• **Records for processing**:
- - - -
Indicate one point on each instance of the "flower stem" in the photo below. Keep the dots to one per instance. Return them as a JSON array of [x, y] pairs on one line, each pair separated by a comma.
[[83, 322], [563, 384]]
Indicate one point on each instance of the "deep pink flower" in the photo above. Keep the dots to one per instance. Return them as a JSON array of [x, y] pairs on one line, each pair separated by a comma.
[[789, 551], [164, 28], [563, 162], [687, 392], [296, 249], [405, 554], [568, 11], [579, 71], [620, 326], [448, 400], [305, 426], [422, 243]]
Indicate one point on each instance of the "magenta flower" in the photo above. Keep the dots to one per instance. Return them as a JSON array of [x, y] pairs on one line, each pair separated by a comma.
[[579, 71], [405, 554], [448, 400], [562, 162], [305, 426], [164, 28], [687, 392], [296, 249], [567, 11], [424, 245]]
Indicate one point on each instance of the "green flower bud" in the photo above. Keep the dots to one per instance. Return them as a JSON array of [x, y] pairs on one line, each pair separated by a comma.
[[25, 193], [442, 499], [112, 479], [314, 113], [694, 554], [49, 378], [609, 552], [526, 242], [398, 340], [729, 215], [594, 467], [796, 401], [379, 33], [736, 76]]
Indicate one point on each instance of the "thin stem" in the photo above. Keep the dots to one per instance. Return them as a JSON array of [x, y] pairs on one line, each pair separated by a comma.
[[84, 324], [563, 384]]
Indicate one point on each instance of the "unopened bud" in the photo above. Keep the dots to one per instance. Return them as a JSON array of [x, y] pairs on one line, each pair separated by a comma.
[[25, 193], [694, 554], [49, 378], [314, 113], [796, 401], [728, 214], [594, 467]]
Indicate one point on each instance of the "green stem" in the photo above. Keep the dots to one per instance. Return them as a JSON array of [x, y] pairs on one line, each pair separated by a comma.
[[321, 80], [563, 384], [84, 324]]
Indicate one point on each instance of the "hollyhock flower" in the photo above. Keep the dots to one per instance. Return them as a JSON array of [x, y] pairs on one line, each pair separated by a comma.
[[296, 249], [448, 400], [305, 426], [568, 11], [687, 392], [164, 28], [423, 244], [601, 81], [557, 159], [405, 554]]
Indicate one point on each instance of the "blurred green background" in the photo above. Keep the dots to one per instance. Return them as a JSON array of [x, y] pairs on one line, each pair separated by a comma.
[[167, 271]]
- - - -
• **Objective**: Please repeat the listing above in full and exactly.

• **Reply to the task**:
Indicate one point on each instance of the "flower stem" in the photo below. Keep the dots to one per instance. Return them as a JSON array of [x, y] pairs on one line, each pair separated by a comma.
[[83, 322], [563, 384]]
Indicate one point on each instance of the "deep pink flower" in the photo above. Keep the dots to one per instance. Return them as a JSON array of [x, y] pairs on one line, each pair separated by a comma.
[[789, 551], [164, 28], [563, 162], [687, 392], [296, 249], [405, 554], [568, 11], [579, 71], [620, 326], [448, 400], [305, 426], [422, 243]]
Indicate one point on each instance of the "magenta flower" in the photo above. Keep the dots to one per instance. Return them as a JSON array of [x, y] pairs on one line, each pair separated by a comma.
[[579, 71], [405, 554], [448, 400], [562, 162], [305, 426], [164, 28], [687, 392], [296, 249], [567, 11], [424, 245]]
Indicate one point on each instance of the "green flower bud" in the photo above. Keep the dots to one per instance. Return them as a JSON array of [x, y] pairs on one line, each pair separated by a comma.
[[25, 193], [442, 499], [112, 479], [314, 113], [694, 554], [49, 378], [609, 552], [526, 242], [398, 340], [729, 215], [594, 467], [796, 401], [379, 33], [736, 76]]
Indicate one point on each instance of the "thin stem" in the photo above. Keep the dots to one per instance. Return them as a JSON array of [x, y] pairs on one line, each pair separated by a comma.
[[84, 324], [563, 384]]
Indicate one point on each instance of the "unopened bud" in the photo above. Keep the dots to one per instance. Return them as a JSON array of [x, y] pairs on one line, each pair separated by a comma.
[[25, 193], [694, 554], [49, 378], [314, 113], [796, 401], [728, 214], [594, 467]]
Indicate one point on each instance of the "green stem" in the photo above. Keep the dots to one per instance. Return them as a JSON array of [x, y] pairs on one line, each pair separated by a comma.
[[321, 80], [563, 384], [84, 324]]
Indicate one point on each instance of the "hollyhock flower" in the photo above. Keep the dots to one per instance. Return them as a JSON array of [x, y] pairs on one line, each pair separated by a comma.
[[296, 249], [448, 400], [305, 426], [568, 11], [687, 392], [164, 28], [423, 244], [601, 81], [557, 159], [405, 554]]
Indicate one point on each instance of the "blurred green background" in the photo above. Keep the dots to one per instance. Return them as a JSON array of [x, y] pairs on one line, each pair separated by a comma.
[[167, 271]]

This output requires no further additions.